**Work required**. Could you write out, word for word, only the lines from the one containing "Note for the class: annotate every instance of the distant" through the last line of the data below?

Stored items

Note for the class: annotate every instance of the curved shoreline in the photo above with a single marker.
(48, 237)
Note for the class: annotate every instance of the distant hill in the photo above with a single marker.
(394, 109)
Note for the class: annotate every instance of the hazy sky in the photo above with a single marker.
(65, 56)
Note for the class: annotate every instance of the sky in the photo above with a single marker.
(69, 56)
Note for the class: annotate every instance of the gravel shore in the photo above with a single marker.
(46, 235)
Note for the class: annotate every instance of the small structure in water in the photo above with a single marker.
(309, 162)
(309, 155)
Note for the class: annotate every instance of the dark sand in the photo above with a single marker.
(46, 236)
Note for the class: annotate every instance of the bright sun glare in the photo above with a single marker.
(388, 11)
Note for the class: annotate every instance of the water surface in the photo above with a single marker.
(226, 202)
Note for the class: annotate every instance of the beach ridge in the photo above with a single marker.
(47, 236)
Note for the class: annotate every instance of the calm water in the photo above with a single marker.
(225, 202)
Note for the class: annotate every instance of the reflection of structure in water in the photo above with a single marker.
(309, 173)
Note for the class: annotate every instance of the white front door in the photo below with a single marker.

**Reply**.
Note for the class: annotate every instance of the distant hill in the photo above with a single marker.
(394, 109)
Note for the class: annotate every instance of the hazy sky in the photo above with a single marker.
(65, 56)
Note for the class: annotate every instance of the sky in the photo above with a single marker.
(69, 56)
Note for the class: annotate every instance of the gravel shore in the photo above with a single marker.
(46, 235)
Note for the class: annotate every instance of the small structure in water in the photo above with a single marker.
(309, 162)
(309, 155)
Note for the class: annotate every instance of the dark sand in the photo above with a single marker.
(46, 236)
Note for the class: annotate every instance of the bright sun glare in the photo above with a single marker.
(388, 11)
Note for the class: annotate every instance of the water surface in the photo above with a single marker.
(226, 202)
Note for the class: annotate every instance of the beach ridge in the photo above with a single marker.
(47, 236)
Note for the class: annotate every instance of the calm water in the photo above with a single marker.
(225, 202)
Note for the class: annotate every instance of the reflection of structure in water in the photo above with a single marker.
(309, 173)
Note for the class: annotate every instance of the white front door in the photo below with a single marker.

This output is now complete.